>> START SUPPLIED RECORDS
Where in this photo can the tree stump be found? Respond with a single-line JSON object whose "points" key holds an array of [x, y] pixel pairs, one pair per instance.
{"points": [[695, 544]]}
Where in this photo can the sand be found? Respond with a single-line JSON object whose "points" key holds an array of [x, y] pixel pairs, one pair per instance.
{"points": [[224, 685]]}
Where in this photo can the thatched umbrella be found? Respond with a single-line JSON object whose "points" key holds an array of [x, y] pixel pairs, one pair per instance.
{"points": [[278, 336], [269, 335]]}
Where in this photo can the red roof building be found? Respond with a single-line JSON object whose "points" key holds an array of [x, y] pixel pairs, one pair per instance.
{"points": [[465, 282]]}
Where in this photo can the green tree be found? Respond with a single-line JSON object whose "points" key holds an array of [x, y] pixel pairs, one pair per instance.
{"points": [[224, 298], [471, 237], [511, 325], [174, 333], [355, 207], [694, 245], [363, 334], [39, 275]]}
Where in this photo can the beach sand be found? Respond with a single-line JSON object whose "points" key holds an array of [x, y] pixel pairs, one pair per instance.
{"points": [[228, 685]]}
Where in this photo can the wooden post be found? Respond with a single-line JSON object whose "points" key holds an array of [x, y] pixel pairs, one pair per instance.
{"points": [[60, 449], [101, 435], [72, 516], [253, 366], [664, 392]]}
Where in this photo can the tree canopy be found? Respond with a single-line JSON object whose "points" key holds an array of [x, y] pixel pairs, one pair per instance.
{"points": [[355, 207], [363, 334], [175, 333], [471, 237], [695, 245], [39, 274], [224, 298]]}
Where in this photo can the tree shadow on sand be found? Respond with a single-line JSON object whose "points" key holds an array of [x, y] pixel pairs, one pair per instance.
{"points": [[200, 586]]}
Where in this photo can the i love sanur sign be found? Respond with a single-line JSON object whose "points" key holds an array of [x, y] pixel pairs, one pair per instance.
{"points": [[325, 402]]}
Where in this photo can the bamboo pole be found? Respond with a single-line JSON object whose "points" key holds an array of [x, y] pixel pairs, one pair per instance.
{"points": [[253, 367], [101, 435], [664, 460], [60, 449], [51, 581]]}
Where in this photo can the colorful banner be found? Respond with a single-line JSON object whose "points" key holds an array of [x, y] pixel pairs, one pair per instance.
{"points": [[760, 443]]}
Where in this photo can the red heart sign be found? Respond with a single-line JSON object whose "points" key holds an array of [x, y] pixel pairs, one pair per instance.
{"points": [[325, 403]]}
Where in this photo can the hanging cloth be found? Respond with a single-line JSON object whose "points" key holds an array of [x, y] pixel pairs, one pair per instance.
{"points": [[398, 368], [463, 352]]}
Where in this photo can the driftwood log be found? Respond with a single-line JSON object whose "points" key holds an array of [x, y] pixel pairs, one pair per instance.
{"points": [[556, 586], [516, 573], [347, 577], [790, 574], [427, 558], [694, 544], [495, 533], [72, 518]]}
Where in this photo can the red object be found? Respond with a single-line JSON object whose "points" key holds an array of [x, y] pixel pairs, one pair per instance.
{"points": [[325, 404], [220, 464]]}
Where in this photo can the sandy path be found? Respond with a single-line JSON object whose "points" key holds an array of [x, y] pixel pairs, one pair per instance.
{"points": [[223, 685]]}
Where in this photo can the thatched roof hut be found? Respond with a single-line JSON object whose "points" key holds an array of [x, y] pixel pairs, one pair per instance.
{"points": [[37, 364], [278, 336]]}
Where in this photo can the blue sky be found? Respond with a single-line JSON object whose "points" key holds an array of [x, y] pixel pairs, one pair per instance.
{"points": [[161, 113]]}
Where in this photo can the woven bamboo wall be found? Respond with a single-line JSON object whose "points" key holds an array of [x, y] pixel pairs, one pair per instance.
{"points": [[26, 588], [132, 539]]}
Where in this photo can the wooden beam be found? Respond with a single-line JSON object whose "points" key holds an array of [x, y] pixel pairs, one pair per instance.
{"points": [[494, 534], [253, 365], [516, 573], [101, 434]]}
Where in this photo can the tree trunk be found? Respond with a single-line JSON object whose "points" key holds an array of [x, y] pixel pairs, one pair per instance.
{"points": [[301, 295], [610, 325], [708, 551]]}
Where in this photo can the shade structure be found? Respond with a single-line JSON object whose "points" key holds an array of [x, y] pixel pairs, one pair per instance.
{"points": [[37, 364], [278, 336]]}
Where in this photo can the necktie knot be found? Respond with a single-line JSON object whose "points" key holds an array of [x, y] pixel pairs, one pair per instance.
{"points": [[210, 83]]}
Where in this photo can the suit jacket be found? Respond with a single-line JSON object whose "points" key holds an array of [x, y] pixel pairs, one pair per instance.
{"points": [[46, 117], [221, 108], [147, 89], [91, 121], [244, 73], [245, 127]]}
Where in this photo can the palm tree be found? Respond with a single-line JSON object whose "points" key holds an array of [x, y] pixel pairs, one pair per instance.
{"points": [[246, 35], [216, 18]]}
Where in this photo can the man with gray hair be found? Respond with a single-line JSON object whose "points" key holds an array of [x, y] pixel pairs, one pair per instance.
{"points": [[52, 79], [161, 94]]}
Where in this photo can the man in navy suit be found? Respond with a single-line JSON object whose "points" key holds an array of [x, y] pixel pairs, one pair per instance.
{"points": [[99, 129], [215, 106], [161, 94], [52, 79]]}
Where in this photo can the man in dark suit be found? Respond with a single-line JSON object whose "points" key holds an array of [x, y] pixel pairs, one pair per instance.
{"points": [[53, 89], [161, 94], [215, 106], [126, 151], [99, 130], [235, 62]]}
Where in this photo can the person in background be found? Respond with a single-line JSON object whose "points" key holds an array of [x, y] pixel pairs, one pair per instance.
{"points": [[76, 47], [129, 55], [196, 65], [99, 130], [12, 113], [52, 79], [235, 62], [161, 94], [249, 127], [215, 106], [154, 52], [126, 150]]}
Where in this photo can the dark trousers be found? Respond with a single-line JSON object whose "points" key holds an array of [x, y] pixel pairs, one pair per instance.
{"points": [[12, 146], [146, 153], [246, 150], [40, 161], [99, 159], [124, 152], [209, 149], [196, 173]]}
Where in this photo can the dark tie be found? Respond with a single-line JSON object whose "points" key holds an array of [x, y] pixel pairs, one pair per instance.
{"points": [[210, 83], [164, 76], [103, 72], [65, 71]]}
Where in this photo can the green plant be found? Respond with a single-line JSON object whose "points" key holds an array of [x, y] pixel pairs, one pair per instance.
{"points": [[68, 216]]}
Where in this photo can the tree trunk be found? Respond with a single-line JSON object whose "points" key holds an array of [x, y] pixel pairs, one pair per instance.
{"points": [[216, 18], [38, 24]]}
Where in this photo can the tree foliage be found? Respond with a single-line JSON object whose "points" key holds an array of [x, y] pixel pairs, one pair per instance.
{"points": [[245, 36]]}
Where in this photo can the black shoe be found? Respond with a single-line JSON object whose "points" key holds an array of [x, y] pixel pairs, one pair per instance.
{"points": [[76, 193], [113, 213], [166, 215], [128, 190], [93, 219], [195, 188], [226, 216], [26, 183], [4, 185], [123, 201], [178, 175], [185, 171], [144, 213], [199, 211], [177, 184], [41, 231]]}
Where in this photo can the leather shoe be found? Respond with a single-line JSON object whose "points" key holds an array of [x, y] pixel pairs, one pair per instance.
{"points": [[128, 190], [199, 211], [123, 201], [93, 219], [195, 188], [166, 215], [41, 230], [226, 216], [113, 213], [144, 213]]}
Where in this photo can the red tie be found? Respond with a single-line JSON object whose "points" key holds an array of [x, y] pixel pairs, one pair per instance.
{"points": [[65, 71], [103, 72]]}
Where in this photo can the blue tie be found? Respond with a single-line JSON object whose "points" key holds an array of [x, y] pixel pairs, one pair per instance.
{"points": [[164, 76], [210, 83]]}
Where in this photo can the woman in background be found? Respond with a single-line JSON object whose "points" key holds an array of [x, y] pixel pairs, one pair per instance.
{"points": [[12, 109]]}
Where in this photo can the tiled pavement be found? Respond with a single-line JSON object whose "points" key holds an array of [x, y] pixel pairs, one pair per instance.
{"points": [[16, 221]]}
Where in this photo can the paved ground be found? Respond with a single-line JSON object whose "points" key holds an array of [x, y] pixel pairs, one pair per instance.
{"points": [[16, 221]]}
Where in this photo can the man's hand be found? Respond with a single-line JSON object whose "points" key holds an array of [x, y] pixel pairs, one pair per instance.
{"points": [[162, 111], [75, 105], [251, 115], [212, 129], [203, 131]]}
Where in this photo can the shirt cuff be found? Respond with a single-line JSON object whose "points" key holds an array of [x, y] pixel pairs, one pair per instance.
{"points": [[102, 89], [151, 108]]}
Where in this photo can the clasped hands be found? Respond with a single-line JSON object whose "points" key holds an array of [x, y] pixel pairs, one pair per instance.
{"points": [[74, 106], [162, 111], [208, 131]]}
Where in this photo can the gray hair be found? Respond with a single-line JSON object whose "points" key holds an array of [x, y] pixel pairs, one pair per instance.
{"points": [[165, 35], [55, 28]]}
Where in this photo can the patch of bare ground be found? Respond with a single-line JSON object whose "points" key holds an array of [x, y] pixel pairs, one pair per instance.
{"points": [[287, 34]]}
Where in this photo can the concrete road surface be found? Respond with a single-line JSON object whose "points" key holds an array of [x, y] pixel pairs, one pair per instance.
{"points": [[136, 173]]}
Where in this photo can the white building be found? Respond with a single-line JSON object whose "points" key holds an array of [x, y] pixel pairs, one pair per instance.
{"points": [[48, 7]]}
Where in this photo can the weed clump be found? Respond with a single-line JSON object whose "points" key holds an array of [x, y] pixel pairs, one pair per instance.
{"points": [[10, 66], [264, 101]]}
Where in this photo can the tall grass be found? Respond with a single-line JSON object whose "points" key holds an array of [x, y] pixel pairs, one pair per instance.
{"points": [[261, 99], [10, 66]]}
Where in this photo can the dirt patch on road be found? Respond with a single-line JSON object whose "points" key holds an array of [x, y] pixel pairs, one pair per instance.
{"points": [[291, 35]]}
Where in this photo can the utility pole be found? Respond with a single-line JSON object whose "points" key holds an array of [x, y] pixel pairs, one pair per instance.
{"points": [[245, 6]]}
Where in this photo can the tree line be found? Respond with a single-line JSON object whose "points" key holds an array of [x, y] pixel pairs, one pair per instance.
>> END SUPPLIED RECORDS
◆ STATED PROBLEM: Copy out the records word for word, starting with the line containing "Where in this photo can the weed" and going on through the end of the records.

◆ EXPECTED OUTPUT:
Where in this photo can the weed clump be found? Respond with a single-line JSON object whose "points" key holds an array of [x, y] pixel pairs, one pair per instance.
{"points": [[10, 66], [264, 101]]}
Where in this photo can the tall grass be found? Respond with a single-line JSON object whose "points" key holds an array of [x, y] pixel pairs, one pair per instance.
{"points": [[261, 99], [10, 66]]}
Where in this photo can the dirt patch on road be found? Respond with a single-line JSON object whose "points" key holds an array of [x, y] pixel pairs, one pair per instance.
{"points": [[291, 35]]}
Where in this photo can the utility pole be found? Respond with a single-line JSON object whose "points" key holds an array of [x, y] pixel pairs, one pair per instance.
{"points": [[245, 6]]}
Where in this photo can the tree line be found? Respond with a single-line JSON object whose "points" key holds an array of [x, y] pixel pairs, one pair per instance.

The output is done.